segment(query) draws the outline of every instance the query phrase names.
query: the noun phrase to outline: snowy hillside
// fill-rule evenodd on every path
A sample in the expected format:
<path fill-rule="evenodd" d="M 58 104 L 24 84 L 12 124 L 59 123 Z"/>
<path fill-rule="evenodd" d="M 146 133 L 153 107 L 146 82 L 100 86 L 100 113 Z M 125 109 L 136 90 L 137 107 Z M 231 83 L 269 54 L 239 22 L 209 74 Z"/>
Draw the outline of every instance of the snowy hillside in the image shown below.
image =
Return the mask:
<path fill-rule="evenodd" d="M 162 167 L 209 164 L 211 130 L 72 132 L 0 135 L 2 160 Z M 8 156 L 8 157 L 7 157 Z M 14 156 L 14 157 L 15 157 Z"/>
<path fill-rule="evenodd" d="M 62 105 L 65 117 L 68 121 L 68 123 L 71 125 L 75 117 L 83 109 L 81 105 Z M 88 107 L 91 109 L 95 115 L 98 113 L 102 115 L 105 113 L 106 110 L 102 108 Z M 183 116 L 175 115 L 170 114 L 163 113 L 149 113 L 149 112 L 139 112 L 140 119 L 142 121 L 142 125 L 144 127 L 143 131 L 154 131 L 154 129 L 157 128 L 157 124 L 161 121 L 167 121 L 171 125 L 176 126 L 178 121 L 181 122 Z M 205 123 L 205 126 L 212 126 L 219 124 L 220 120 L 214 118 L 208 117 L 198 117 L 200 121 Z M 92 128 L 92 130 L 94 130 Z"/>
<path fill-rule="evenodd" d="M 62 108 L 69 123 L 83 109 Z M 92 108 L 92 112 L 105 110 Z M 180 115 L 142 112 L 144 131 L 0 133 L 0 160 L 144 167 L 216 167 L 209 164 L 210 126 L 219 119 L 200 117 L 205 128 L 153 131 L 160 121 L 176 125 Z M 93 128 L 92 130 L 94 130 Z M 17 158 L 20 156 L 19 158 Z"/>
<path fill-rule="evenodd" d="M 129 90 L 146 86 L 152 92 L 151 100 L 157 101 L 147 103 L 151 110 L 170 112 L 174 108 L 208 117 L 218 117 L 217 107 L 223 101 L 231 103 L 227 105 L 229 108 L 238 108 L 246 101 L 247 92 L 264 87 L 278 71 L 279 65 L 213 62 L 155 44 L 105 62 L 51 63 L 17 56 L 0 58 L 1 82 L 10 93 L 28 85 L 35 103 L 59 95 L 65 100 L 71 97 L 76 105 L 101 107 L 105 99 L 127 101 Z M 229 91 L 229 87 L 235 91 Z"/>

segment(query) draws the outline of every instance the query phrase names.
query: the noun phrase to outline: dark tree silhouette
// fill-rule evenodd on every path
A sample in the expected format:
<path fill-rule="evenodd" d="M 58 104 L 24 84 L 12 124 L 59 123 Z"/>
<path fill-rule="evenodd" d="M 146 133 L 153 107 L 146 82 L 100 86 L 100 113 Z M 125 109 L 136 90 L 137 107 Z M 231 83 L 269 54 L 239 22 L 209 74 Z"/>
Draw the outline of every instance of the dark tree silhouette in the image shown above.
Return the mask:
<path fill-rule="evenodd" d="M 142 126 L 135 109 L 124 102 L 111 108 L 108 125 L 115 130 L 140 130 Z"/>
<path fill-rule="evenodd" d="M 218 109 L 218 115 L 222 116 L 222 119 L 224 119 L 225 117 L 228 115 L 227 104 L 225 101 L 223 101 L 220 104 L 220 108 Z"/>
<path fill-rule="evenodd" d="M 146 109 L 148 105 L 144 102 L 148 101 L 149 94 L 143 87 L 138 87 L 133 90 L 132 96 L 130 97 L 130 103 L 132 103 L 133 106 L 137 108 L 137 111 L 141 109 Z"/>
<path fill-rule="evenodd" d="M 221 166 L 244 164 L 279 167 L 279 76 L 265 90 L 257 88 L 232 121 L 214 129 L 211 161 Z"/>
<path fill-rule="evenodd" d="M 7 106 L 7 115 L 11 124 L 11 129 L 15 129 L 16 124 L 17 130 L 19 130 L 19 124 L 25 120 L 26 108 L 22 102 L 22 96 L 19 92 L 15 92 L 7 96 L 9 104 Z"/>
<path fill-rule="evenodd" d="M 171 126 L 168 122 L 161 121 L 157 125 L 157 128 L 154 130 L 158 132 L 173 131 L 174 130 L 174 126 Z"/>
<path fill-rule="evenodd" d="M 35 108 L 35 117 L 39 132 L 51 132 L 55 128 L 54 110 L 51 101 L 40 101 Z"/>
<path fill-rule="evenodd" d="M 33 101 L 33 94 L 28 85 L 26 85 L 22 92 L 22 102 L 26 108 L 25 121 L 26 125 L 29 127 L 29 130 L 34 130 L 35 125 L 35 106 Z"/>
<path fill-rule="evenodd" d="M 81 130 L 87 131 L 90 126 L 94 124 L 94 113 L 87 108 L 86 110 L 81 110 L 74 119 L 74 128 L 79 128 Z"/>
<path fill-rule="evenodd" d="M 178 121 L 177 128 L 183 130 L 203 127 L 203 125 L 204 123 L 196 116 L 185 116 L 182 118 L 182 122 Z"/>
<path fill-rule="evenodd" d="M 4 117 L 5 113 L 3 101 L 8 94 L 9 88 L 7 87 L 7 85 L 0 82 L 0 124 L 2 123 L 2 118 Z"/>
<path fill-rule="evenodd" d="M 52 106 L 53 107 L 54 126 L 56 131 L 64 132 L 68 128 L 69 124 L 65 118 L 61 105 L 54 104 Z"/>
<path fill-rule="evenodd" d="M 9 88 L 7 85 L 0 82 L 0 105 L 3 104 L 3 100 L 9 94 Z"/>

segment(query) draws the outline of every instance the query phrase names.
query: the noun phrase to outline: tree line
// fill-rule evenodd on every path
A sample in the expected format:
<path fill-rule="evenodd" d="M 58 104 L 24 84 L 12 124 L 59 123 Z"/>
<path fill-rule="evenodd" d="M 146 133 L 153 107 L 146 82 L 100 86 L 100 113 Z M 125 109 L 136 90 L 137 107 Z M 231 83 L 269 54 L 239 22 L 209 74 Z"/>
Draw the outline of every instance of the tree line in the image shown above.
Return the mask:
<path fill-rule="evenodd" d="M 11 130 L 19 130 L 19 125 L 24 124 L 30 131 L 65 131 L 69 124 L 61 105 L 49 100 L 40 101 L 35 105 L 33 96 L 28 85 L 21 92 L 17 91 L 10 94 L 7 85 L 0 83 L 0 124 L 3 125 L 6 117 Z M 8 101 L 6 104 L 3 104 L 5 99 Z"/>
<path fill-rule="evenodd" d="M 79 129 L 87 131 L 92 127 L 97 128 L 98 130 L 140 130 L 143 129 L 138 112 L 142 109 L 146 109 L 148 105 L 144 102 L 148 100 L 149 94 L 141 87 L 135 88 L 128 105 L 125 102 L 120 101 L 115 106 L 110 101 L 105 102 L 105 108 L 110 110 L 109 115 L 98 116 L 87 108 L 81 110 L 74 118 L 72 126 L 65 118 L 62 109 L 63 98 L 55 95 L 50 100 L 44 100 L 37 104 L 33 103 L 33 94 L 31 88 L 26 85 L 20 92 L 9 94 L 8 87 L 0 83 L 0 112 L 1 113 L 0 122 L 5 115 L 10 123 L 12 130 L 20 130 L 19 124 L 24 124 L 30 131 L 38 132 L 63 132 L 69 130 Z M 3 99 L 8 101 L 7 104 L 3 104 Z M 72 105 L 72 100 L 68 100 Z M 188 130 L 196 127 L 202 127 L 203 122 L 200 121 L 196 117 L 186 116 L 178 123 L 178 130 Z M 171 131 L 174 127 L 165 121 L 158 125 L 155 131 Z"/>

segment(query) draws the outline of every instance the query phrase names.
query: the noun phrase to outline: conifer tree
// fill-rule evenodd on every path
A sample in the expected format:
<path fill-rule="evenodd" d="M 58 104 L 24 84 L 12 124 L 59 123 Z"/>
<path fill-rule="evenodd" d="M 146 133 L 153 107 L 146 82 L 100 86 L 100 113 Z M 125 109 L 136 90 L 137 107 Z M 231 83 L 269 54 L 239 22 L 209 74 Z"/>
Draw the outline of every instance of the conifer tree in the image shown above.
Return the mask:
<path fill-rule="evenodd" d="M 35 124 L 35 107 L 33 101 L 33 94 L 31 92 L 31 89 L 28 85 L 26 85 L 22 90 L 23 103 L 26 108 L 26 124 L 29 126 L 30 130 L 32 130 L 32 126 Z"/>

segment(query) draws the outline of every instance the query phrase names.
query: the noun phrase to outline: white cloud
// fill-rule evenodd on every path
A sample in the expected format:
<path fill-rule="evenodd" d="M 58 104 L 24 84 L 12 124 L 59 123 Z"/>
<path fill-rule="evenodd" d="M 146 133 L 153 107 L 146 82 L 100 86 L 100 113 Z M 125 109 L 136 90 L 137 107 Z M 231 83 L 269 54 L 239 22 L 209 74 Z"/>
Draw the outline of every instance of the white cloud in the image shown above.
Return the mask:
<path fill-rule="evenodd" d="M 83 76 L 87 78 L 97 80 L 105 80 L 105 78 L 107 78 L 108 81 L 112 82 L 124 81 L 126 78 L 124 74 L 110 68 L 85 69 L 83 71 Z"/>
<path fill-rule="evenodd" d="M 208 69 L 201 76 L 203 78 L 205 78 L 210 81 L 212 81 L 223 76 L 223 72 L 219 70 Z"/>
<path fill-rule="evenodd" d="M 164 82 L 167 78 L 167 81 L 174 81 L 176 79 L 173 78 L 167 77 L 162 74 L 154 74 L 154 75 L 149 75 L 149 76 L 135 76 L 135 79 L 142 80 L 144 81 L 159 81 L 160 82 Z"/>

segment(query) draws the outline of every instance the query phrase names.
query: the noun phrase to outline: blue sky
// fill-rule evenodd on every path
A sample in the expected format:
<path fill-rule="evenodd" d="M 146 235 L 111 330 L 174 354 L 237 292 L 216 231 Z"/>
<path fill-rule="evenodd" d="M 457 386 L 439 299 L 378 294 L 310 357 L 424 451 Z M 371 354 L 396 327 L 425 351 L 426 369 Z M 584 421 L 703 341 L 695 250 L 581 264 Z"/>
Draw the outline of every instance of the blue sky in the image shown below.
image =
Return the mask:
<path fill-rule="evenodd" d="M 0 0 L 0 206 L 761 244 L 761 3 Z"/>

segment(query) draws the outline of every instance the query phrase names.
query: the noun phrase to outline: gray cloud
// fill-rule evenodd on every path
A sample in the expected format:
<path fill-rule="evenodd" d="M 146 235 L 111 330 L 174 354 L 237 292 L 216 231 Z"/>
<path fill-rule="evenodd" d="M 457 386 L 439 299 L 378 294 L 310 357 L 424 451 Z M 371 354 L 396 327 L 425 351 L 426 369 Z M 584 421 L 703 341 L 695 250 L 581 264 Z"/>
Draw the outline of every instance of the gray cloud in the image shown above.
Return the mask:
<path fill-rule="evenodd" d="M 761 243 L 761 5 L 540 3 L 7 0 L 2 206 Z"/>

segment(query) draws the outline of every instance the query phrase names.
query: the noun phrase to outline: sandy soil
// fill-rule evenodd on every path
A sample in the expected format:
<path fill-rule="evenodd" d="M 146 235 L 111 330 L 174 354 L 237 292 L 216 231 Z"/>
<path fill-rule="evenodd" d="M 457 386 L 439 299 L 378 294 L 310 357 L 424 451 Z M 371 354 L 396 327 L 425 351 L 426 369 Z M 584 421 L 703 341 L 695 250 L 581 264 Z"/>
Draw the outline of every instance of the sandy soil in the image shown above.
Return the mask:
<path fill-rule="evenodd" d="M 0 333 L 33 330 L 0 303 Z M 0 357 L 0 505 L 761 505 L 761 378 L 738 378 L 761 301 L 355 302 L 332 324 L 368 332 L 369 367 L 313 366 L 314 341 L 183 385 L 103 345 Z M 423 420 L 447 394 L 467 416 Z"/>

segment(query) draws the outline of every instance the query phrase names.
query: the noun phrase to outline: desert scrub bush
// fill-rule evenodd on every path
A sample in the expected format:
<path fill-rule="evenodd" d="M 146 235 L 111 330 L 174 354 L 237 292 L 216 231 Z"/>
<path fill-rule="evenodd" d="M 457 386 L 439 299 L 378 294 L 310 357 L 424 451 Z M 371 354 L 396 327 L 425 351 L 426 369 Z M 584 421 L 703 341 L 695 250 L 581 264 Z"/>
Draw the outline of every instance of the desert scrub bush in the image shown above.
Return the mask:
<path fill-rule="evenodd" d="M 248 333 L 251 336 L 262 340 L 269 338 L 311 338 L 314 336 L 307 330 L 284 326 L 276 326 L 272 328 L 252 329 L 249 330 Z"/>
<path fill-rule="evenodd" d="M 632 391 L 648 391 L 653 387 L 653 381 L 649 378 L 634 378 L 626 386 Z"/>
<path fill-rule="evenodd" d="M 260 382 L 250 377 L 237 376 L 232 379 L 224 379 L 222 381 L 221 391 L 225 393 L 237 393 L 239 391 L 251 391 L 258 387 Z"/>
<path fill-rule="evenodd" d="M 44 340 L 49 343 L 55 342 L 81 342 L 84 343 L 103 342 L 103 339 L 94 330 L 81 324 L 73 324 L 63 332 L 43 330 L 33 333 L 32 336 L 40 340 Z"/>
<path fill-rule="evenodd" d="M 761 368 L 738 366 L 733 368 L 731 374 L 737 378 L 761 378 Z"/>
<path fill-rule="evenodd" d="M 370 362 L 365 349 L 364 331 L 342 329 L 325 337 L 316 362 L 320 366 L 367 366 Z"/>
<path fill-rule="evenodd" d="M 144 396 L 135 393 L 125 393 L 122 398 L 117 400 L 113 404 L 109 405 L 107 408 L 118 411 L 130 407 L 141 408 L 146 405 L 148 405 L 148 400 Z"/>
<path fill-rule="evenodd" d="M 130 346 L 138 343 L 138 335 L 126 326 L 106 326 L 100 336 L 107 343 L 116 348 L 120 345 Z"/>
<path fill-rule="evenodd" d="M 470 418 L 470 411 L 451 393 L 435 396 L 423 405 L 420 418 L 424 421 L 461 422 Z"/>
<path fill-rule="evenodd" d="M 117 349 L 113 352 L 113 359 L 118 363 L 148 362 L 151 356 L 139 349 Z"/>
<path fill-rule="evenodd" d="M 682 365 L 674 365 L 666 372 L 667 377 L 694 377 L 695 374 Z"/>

* _Given exercise_
From the data above, pick out each line that contains the word "tree" and copy those lines.

* _Output of the task_
query: the noun phrase to outline: dark tree silhouette
Draw the outline of every instance of the dark tree silhouette in the image shown above.
query: the noun phrase to outline: tree line
Draw the outline of every instance of the tree line in the image shown above.
query: the noun phrase to outline: conifer tree
Draw the outline of every instance of the conifer tree in the image shown above.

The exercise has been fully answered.